- WORK INSTRUCTION -
Once the line with "Task: locate the blurred umbrella." is found in the entries below, repeat it and each following line exactly, up to and including the line with "Task: locate the silver earring.". Add no other lines.

- SUPPLIED MATERIAL -
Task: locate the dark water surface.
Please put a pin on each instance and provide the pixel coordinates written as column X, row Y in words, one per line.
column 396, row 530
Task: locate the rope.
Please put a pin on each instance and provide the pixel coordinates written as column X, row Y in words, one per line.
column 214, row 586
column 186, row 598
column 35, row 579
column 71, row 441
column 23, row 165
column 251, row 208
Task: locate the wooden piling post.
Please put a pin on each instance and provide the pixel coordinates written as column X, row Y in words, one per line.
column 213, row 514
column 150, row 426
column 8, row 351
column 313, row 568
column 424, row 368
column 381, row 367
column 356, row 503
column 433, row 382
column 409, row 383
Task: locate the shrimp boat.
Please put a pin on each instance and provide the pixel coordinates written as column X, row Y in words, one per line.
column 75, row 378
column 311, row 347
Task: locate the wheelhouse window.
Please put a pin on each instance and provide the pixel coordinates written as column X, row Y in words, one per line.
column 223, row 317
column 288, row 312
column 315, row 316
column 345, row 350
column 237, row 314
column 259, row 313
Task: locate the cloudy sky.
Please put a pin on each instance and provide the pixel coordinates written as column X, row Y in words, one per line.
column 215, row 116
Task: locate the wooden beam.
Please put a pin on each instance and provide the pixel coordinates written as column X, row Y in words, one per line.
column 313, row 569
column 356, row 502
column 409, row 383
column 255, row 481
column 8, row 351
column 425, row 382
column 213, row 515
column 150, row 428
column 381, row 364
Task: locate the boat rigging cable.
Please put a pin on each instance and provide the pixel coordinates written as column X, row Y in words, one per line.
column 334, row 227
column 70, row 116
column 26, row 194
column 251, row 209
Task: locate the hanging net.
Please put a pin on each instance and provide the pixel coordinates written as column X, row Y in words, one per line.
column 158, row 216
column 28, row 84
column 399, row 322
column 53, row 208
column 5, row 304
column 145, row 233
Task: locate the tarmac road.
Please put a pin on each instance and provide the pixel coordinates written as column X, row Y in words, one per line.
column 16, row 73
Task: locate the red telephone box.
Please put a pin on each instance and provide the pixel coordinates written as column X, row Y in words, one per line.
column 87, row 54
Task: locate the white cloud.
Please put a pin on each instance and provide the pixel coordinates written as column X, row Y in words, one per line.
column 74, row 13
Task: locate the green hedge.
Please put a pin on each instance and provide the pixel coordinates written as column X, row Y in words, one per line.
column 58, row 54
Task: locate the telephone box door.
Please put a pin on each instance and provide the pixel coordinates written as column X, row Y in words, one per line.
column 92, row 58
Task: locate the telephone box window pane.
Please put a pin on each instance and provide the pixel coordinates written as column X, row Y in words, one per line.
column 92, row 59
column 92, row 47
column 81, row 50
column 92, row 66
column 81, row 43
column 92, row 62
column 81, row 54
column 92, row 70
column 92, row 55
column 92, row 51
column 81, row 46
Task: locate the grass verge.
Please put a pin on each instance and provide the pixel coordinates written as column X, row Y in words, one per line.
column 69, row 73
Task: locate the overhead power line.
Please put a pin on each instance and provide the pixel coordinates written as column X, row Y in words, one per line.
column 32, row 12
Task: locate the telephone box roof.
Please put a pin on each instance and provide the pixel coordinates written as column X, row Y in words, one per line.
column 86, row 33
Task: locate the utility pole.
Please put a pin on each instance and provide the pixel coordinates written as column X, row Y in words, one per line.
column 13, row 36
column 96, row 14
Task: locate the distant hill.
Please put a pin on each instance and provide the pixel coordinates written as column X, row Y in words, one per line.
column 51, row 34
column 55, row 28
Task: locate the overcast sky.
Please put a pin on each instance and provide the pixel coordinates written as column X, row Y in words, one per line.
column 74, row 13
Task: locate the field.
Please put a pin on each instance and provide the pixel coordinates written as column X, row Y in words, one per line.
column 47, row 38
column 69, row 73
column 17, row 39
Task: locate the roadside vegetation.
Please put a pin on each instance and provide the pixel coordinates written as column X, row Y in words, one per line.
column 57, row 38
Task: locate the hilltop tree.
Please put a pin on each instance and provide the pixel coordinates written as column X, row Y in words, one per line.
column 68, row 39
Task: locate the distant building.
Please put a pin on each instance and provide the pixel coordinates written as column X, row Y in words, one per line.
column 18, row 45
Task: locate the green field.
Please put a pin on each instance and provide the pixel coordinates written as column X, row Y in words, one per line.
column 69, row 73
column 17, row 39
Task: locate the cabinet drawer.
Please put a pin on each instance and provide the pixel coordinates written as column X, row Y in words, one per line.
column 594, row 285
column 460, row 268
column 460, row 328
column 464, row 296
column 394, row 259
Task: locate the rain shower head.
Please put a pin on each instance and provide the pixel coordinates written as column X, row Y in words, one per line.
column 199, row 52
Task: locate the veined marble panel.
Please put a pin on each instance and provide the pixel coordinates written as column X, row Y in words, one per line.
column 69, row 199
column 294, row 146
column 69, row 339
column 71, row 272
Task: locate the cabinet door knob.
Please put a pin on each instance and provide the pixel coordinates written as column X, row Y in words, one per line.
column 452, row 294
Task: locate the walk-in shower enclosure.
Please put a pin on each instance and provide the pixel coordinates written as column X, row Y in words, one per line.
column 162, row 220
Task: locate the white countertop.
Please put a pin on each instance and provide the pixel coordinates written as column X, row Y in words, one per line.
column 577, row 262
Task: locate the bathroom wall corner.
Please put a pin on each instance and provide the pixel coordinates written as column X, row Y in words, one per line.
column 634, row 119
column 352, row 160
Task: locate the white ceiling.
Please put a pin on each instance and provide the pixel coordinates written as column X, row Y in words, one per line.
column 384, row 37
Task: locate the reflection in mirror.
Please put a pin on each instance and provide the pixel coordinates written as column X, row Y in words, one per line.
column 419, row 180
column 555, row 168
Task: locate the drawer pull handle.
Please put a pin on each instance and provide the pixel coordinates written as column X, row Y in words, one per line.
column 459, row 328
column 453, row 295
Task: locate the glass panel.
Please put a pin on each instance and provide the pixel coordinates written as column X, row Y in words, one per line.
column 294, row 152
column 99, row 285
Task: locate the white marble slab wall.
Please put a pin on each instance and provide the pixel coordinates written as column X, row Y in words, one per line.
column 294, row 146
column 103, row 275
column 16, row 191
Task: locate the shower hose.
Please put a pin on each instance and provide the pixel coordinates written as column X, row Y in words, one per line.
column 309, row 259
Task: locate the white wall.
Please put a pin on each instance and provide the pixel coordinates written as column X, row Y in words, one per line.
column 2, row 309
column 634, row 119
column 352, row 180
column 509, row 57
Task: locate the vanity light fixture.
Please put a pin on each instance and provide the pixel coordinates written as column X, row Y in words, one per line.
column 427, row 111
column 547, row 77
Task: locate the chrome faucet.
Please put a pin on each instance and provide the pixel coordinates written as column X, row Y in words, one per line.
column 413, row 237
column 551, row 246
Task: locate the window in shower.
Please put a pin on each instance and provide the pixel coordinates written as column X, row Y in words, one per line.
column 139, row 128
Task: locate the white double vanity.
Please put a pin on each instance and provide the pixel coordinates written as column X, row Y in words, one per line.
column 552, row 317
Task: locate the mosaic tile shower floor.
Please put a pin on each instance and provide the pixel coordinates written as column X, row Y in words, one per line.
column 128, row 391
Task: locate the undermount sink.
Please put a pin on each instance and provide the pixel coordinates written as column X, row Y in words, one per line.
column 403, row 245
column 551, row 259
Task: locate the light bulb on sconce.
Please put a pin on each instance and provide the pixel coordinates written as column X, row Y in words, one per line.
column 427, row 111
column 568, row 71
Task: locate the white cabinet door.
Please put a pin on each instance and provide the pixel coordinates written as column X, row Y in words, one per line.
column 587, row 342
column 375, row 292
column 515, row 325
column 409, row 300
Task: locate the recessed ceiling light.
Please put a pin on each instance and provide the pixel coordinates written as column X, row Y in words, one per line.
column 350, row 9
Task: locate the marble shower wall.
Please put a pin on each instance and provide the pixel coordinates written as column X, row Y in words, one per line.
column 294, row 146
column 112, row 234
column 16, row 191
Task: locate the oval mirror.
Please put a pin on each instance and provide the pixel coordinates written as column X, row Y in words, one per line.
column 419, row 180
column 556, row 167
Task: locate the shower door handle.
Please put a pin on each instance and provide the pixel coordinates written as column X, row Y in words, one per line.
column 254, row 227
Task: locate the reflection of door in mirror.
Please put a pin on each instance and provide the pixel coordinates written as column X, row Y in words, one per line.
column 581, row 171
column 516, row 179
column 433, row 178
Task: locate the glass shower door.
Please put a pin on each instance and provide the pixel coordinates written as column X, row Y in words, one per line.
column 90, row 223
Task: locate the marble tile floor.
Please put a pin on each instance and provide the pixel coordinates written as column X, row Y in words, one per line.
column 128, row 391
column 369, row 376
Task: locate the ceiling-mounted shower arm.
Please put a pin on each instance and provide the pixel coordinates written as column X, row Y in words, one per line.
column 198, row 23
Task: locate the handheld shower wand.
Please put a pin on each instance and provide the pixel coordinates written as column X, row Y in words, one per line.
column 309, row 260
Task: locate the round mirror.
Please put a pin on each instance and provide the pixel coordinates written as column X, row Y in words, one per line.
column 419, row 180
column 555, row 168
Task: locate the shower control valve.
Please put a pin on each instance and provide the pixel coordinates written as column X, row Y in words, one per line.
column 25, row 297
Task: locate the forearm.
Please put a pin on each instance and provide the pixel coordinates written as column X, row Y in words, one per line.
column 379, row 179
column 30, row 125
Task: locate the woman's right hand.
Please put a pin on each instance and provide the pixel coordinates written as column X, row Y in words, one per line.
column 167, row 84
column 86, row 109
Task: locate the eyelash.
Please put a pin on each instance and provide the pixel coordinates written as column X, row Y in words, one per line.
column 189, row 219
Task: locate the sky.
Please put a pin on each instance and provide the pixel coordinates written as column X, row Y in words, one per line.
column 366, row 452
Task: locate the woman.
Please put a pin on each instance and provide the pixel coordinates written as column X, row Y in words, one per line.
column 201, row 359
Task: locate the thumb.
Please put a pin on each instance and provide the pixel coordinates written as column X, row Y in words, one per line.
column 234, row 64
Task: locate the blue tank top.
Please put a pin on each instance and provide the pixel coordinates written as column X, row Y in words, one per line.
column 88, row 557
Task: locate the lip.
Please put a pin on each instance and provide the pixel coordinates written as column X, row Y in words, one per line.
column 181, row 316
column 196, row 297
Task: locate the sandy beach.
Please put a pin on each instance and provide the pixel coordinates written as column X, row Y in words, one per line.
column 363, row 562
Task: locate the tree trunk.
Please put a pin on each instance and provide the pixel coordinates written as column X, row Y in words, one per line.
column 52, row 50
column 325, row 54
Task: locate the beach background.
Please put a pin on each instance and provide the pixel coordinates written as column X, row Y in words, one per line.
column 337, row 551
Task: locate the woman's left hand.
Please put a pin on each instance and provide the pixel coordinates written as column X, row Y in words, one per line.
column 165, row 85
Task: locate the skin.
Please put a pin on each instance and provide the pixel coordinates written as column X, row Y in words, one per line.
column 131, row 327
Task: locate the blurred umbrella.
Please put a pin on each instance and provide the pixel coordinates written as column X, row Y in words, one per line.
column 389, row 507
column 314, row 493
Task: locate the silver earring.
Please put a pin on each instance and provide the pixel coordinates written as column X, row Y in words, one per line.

- SOLVED EXERCISE -
Task: locate the blurred umbrella.
Please put a pin on each instance and provide the pixel coordinates written as column X, row Y in words, one per line.
column 389, row 507
column 314, row 493
Task: locate the silver earring.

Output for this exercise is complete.